EXERCISE AIM
Search the listing below for the word "machine" and copy each line that holds it.
⁂
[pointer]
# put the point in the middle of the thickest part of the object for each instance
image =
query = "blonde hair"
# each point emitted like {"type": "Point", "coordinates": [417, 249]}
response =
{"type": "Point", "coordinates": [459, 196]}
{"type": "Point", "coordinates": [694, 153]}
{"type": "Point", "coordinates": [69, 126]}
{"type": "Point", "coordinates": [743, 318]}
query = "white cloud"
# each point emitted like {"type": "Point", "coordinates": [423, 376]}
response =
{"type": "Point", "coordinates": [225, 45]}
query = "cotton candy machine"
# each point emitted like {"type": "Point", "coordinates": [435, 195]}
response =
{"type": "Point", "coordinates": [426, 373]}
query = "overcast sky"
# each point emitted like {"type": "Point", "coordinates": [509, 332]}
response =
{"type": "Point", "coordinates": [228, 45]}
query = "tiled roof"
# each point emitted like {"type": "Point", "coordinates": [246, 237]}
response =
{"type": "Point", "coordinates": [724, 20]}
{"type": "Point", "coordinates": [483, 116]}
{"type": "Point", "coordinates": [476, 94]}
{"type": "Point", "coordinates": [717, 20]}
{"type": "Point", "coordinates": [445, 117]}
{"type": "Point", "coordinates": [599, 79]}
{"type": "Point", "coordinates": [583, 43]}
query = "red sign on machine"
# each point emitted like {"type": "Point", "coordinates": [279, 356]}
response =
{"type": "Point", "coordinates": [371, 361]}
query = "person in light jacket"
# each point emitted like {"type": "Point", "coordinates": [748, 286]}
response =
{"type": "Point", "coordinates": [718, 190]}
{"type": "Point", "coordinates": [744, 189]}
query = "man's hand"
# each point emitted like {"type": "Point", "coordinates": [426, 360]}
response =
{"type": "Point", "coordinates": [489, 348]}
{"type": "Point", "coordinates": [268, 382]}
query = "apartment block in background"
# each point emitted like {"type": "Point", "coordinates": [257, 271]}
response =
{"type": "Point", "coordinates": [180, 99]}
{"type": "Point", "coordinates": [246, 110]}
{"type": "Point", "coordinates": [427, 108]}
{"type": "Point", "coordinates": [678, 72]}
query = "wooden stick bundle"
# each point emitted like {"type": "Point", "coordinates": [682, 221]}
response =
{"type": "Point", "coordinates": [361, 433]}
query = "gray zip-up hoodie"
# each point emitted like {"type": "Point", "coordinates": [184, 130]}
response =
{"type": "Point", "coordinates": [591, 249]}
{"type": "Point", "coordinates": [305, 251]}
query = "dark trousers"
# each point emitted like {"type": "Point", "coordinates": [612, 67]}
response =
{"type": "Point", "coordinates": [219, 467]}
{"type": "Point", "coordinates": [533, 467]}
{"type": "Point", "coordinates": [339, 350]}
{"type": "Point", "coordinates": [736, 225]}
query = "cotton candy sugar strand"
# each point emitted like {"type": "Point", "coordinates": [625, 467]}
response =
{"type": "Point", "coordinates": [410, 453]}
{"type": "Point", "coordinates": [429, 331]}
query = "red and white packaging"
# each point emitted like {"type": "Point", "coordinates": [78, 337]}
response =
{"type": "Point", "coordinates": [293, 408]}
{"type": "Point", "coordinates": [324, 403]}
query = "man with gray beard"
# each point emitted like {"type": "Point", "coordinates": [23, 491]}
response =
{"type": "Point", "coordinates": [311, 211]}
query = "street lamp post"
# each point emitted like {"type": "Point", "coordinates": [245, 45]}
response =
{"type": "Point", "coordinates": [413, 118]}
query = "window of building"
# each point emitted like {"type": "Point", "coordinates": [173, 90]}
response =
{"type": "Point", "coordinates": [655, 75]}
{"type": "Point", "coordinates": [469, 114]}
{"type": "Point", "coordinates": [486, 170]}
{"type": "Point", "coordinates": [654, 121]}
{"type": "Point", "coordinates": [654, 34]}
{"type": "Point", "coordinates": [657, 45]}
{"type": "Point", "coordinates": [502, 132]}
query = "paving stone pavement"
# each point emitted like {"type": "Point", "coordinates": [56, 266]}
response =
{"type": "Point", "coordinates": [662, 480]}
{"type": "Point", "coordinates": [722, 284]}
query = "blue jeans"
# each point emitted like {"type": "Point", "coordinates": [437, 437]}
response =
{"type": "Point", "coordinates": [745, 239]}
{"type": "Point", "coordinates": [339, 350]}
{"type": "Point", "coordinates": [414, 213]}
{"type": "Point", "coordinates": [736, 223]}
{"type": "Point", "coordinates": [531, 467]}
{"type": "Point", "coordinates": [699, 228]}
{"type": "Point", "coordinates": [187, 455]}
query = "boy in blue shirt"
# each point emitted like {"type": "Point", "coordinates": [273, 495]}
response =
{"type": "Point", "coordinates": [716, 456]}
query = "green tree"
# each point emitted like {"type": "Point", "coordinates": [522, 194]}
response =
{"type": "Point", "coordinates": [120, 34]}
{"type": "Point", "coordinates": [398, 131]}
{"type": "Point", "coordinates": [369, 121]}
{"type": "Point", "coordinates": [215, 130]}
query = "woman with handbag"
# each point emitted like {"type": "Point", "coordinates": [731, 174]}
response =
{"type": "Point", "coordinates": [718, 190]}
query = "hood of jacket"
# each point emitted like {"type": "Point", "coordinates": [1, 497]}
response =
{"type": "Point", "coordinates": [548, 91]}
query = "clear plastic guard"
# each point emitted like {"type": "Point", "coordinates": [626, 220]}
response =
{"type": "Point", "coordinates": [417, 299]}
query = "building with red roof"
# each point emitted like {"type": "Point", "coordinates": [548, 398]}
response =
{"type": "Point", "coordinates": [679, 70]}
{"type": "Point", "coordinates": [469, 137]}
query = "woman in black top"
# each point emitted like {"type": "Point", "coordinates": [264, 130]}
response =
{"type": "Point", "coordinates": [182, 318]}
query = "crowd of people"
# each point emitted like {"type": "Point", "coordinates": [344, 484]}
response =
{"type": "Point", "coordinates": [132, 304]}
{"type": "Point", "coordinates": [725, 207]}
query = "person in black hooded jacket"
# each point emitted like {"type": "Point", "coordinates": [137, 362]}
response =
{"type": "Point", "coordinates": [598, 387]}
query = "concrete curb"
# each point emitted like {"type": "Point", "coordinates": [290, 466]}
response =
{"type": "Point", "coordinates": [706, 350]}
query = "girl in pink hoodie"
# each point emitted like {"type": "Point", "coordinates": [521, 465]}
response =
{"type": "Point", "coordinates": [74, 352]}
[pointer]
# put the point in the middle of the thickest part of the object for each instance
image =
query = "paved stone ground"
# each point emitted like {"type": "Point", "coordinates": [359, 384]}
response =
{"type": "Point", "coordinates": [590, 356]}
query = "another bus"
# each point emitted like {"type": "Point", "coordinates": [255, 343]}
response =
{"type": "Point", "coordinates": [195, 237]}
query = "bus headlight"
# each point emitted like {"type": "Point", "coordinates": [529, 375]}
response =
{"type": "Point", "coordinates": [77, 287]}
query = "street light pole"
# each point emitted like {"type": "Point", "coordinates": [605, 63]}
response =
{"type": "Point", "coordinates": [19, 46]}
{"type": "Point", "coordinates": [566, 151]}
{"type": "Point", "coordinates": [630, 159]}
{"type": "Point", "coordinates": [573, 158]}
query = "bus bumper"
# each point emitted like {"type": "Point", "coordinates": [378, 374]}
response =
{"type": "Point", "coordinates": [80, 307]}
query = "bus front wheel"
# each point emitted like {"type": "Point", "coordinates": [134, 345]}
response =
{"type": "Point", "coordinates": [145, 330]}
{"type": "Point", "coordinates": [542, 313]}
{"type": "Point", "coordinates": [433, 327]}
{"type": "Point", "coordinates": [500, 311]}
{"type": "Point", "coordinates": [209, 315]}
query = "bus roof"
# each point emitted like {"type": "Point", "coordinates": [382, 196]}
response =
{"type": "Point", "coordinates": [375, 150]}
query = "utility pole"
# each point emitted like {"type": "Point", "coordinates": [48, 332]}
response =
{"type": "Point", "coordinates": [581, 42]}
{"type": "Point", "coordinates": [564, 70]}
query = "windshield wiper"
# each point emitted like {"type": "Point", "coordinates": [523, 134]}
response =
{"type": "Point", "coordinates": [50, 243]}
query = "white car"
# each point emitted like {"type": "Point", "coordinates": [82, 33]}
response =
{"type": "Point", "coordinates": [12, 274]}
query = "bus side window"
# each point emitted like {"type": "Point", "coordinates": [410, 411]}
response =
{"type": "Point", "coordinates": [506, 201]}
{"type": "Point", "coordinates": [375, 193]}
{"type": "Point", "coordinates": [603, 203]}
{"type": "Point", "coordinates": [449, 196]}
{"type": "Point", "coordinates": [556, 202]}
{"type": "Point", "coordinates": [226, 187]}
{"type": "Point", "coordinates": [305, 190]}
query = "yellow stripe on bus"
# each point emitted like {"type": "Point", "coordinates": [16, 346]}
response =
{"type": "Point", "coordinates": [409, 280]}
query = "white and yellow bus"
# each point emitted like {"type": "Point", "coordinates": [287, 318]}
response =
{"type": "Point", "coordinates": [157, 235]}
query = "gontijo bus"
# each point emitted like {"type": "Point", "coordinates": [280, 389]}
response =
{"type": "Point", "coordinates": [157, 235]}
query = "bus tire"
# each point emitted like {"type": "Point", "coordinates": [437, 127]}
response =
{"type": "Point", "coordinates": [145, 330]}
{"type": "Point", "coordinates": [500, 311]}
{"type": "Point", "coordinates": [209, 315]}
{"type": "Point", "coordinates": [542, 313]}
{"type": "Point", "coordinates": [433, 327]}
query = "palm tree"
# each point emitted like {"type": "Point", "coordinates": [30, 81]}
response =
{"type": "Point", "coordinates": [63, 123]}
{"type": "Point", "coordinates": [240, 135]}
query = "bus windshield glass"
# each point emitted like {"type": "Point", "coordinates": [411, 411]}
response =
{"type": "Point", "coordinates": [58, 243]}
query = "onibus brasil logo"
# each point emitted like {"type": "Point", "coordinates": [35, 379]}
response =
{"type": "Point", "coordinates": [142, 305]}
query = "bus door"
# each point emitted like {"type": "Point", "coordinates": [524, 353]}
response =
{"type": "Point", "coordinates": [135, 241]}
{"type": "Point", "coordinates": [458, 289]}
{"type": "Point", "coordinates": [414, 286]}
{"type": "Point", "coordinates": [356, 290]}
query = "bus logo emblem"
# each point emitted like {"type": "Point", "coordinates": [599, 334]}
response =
⁂
RESULT
query = "cotton candy machine"
query = "red sign on machine"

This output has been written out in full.